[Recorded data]

— Begin —

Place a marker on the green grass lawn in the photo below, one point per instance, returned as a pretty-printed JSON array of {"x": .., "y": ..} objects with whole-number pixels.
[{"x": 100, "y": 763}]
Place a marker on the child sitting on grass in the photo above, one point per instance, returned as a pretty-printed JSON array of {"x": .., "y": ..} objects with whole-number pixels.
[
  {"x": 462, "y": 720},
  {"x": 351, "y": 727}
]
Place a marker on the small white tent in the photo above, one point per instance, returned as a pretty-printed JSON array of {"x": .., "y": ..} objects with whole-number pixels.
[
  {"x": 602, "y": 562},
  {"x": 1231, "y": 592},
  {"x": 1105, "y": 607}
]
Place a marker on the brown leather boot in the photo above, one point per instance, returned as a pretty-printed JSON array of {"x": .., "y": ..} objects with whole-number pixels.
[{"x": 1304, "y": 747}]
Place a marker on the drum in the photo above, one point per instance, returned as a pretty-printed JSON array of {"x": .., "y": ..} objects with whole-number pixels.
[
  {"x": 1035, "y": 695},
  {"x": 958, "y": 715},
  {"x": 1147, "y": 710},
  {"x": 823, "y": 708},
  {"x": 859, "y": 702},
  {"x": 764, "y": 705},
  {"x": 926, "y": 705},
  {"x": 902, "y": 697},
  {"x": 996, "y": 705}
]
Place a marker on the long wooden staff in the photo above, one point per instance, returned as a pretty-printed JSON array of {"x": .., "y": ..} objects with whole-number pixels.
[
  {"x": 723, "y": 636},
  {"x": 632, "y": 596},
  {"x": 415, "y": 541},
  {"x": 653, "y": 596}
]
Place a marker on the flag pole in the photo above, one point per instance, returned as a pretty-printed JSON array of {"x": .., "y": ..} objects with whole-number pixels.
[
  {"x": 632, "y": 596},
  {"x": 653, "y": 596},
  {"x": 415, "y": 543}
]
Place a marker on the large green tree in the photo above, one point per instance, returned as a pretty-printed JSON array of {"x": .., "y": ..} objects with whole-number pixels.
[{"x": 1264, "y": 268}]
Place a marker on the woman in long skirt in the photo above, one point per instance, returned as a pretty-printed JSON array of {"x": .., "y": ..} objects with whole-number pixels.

— End —

To be done –
Return every line of the material above, unchanged and in the same order.

Task output –
Place a marker on the green grass lawn in the photo below, one point per instance, returned as a pretty-printed JSON array of {"x": .., "y": ..} objects with whole-number pixels.
[{"x": 100, "y": 763}]
Place a marker on the child sitting on grass in the photo above, one point per instance, returned as a pretty-printed JSON array of {"x": .., "y": ..} objects with whole-number pixels.
[
  {"x": 462, "y": 720},
  {"x": 351, "y": 727}
]
Place a marker on the small white tent in the photo above, one point per instance, returned as a pretty-printed JSON array of {"x": .., "y": ..} objects with whole-number pixels.
[
  {"x": 602, "y": 562},
  {"x": 1231, "y": 592},
  {"x": 1105, "y": 607}
]
Place a marker on the brown leather boot in the photo above, one point per instance, returned as a pretty-printed JSON array of {"x": .., "y": ..} objects with whole-number pixels.
[{"x": 1304, "y": 747}]
Place a marker on the drum in the photo above, one point per instance, returned as a pretty-printed JSON array of {"x": .., "y": ..} objects with whole-number pixels.
[
  {"x": 1035, "y": 695},
  {"x": 958, "y": 715},
  {"x": 1147, "y": 710},
  {"x": 823, "y": 708},
  {"x": 859, "y": 702},
  {"x": 764, "y": 705},
  {"x": 926, "y": 705},
  {"x": 902, "y": 697},
  {"x": 996, "y": 705}
]
Place a marker on the long wooden staff in the photo above, one point per instance, returned as a pretty-printed JSON array of {"x": .., "y": ..} objects with whole-number pixels.
[
  {"x": 723, "y": 636},
  {"x": 632, "y": 596},
  {"x": 415, "y": 541},
  {"x": 653, "y": 596}
]
Place a marker on the flag pole in the photo above, one point per instance, returned as a pretty-printed JSON array of {"x": .., "y": ..} objects with whole-number pixels.
[
  {"x": 632, "y": 596},
  {"x": 653, "y": 596},
  {"x": 415, "y": 543}
]
Place a marker on the large green tree in the photo above, one point per instance, returned as a pretty-printed JSON array of {"x": .., "y": ..} objects with whole-number pixels.
[{"x": 1264, "y": 268}]
Place a marker on the woman in long skirt in the photo above, one point per instance, returned as a pretty-printed JSON array of {"x": .., "y": ..} objects with whole-number pixels.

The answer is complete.